#### SUPPLIED DATA

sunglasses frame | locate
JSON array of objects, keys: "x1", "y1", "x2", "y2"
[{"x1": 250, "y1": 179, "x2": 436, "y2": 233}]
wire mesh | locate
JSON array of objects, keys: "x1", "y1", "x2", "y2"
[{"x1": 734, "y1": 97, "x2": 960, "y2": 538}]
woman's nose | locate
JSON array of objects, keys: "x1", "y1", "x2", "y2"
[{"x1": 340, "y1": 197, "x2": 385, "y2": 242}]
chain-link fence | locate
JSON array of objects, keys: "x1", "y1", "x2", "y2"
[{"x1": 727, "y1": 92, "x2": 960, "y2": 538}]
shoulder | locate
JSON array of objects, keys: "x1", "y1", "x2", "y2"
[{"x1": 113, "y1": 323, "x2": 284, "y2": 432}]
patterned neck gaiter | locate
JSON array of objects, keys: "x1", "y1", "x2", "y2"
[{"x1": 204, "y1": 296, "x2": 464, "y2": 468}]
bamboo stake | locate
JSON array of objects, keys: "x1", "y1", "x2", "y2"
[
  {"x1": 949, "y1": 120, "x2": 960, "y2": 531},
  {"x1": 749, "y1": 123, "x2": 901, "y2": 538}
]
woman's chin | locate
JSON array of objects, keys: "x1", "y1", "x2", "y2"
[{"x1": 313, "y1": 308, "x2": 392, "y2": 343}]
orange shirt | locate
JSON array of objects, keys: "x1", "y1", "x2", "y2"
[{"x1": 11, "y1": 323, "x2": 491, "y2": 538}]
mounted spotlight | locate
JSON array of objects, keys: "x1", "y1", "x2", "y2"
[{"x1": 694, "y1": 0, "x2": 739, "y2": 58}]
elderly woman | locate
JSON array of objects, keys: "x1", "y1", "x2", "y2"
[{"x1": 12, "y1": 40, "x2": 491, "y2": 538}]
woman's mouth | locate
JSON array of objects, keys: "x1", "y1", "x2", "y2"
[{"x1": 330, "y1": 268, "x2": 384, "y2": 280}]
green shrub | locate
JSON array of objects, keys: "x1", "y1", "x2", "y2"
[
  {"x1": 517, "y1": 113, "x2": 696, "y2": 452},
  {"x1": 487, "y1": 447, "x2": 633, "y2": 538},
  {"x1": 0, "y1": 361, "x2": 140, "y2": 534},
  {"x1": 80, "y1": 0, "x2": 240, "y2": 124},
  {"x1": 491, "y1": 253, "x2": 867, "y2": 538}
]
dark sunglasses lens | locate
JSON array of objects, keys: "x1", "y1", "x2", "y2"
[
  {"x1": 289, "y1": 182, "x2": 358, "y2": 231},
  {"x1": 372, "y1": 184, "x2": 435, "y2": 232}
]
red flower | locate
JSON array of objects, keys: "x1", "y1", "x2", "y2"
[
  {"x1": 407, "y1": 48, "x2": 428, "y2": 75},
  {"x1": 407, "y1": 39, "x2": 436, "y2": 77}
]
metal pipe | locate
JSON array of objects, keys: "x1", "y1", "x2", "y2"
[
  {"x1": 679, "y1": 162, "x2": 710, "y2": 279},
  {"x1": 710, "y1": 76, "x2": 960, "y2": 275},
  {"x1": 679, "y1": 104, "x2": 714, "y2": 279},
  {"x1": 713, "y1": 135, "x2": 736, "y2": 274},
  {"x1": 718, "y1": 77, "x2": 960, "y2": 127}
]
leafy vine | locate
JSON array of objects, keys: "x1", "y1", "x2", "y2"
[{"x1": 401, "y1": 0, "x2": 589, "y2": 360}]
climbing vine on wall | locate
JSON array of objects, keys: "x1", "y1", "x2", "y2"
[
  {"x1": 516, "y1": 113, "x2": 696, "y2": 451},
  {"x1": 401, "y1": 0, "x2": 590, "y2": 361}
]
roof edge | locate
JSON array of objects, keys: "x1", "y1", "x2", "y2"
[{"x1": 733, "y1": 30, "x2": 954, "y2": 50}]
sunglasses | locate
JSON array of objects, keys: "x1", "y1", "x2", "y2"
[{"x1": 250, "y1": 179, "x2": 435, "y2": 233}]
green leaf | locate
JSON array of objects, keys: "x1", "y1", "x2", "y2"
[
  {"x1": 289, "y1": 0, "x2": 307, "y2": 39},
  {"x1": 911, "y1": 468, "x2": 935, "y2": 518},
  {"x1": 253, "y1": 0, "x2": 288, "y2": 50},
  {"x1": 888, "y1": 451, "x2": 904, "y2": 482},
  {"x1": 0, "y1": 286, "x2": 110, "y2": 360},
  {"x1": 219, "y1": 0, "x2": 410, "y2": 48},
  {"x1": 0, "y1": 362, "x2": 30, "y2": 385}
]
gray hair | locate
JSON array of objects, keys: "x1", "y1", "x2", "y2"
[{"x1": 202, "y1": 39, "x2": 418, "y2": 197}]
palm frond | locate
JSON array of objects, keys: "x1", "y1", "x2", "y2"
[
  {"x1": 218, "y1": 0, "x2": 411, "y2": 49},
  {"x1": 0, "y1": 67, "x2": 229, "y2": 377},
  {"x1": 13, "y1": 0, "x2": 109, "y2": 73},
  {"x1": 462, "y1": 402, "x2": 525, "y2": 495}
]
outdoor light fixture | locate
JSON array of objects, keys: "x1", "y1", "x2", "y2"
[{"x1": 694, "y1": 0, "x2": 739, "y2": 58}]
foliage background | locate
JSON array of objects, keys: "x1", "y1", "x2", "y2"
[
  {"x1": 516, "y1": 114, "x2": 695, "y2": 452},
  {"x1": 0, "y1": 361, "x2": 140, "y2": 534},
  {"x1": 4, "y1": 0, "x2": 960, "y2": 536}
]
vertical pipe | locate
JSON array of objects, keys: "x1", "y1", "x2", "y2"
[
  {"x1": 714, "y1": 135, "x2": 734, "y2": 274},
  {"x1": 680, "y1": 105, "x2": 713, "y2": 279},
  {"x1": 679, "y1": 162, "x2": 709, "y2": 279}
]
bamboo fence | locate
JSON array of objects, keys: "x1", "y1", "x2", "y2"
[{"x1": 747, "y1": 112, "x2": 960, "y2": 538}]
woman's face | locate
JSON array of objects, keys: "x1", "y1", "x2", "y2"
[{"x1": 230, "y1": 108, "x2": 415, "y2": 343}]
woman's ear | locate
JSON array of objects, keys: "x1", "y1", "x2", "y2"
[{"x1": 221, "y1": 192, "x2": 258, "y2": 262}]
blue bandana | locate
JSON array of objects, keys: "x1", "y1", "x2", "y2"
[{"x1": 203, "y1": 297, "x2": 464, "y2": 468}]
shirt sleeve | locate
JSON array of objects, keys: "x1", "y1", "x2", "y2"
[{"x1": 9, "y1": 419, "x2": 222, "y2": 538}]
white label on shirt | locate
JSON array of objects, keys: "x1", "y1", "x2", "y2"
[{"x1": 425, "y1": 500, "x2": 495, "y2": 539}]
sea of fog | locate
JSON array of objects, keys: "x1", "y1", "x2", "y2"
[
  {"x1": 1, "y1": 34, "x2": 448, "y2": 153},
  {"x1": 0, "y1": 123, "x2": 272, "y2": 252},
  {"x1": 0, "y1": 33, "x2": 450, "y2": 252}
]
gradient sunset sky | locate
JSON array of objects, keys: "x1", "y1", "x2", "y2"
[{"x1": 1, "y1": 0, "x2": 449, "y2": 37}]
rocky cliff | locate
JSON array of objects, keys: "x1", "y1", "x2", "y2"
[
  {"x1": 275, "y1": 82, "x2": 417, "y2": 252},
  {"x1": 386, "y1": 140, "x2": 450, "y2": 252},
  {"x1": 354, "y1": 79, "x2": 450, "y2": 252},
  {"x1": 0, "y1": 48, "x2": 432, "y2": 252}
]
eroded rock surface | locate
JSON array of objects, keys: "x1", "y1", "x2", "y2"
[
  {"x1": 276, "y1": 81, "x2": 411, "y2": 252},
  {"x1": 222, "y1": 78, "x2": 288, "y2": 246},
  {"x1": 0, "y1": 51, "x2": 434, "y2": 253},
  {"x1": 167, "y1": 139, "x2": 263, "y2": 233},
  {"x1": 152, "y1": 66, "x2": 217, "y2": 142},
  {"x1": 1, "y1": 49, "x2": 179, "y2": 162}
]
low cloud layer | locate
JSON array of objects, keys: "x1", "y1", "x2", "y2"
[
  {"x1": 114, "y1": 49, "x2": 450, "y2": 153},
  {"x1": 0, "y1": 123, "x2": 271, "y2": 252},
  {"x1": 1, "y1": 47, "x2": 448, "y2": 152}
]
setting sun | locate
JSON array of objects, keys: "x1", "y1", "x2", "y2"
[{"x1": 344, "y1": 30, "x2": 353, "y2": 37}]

########

• _WORK TO COMPLETE_: Your task is to gather all lines from the entries above that hold the word "shirt".

• _FINISHED TASK_:
orange shirt | locate
shirt sleeve | locate
white label on shirt | locate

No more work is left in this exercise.